> To do
Pull out every line in the rows below that contains the string "pendant", and list those lines.

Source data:
--

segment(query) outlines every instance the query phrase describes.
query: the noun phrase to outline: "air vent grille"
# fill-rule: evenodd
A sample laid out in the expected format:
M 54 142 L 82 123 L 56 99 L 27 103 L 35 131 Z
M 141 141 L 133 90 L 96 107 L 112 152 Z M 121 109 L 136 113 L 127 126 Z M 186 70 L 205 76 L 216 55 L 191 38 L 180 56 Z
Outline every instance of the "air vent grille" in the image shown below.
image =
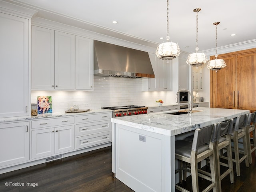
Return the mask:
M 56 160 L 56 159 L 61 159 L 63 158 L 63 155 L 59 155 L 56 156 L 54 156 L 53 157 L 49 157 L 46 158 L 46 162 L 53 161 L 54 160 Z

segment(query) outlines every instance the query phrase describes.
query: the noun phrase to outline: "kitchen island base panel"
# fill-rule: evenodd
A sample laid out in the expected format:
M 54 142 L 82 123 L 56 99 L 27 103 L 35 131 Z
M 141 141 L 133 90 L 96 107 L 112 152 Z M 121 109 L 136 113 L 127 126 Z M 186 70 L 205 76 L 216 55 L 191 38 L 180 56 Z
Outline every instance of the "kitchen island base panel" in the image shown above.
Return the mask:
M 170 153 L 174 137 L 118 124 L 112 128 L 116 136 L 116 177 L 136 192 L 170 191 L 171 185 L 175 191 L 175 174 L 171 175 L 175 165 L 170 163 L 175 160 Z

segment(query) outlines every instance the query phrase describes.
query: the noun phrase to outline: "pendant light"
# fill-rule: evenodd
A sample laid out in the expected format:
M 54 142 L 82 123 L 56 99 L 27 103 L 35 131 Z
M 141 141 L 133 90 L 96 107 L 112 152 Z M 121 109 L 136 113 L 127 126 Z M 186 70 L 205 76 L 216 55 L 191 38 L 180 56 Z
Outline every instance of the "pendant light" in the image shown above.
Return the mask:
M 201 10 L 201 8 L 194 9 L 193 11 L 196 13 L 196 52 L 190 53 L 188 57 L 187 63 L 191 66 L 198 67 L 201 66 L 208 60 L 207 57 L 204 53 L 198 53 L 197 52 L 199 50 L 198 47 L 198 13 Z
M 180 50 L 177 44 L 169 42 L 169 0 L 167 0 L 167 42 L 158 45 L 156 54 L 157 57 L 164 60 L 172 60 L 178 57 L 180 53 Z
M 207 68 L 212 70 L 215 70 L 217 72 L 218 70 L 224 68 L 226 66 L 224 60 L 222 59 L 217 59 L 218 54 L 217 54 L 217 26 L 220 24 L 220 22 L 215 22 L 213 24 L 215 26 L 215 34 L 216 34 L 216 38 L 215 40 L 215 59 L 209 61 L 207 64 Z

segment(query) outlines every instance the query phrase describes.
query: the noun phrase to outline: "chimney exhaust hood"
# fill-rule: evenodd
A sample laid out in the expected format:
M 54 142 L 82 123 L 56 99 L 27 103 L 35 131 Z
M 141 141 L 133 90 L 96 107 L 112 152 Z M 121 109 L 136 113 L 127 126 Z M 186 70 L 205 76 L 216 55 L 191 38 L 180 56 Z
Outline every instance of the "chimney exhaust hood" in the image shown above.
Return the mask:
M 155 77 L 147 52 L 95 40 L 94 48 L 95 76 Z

--

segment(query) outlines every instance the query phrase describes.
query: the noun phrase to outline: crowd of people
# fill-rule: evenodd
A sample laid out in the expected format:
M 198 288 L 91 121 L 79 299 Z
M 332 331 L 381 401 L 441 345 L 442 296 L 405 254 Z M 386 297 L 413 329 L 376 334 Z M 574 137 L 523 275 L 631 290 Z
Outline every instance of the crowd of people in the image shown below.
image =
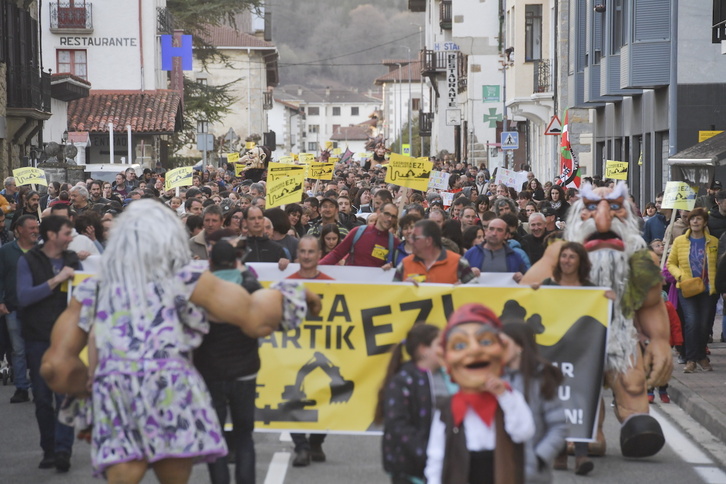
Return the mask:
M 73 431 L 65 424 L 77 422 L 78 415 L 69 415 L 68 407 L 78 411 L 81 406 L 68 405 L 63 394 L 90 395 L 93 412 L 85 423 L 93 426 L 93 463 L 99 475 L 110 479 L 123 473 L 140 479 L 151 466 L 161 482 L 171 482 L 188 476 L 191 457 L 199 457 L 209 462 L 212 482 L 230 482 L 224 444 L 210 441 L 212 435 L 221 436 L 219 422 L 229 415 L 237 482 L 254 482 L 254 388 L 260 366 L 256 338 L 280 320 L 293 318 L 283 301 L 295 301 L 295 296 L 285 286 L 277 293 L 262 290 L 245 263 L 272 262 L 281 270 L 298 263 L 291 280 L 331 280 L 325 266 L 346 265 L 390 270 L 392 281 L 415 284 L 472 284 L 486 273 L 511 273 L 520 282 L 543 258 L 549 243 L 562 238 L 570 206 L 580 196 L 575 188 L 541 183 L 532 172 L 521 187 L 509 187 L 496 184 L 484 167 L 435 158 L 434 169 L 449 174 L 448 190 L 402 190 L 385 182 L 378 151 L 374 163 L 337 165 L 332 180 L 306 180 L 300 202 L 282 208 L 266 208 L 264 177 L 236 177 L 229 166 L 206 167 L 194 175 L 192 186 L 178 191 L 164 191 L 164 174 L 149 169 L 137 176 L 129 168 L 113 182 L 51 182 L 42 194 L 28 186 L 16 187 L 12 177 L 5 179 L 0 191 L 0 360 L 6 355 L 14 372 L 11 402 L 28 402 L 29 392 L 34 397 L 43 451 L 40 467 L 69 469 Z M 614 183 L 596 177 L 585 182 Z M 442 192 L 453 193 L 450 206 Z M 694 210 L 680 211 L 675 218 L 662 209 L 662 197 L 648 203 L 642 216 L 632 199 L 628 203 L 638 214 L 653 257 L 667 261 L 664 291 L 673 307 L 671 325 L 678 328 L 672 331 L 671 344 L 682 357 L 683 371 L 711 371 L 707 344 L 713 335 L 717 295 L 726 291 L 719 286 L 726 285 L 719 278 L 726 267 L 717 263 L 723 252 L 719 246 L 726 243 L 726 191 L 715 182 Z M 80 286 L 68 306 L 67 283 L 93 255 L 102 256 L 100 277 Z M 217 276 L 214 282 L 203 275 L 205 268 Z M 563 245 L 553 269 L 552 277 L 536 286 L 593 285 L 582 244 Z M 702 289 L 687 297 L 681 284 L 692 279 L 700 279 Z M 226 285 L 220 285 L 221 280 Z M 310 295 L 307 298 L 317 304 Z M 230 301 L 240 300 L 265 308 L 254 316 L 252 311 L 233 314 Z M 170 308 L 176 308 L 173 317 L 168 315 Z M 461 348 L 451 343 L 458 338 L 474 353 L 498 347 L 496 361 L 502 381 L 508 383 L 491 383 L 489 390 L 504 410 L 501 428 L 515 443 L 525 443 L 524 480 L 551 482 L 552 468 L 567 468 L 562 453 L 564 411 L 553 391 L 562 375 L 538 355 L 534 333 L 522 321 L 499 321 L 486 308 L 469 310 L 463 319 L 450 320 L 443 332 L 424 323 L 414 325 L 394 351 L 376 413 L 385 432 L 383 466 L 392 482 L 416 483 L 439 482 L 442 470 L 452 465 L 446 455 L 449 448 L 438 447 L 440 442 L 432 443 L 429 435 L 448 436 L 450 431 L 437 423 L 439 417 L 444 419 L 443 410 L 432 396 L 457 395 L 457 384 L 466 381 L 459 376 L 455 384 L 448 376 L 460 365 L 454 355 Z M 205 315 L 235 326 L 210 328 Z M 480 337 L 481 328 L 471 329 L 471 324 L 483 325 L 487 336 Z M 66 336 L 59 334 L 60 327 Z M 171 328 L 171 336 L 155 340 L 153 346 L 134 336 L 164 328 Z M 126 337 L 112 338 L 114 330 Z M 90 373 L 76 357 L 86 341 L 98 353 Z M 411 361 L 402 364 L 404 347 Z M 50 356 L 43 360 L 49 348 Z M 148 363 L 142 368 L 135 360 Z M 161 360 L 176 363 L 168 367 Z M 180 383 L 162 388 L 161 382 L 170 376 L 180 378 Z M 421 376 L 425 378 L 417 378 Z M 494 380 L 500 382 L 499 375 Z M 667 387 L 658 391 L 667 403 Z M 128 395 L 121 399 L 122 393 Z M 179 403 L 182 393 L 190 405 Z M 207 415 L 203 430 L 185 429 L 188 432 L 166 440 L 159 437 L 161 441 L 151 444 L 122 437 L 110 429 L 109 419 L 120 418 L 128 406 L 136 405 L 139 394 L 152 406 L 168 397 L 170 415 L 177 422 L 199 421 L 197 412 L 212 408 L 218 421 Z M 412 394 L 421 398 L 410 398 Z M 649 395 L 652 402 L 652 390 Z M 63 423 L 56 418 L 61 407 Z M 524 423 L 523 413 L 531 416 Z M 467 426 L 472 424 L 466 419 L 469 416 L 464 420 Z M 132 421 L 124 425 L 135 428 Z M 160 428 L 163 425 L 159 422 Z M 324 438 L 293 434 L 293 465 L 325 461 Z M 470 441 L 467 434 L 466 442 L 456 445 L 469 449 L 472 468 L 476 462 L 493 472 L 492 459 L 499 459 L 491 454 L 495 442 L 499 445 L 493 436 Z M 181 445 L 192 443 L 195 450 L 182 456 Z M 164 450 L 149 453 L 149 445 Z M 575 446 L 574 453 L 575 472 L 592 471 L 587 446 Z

--

> Answer
query: the noun phrase to outline: "pendant light"
Outline every instance of the "pendant light" in the image shown above.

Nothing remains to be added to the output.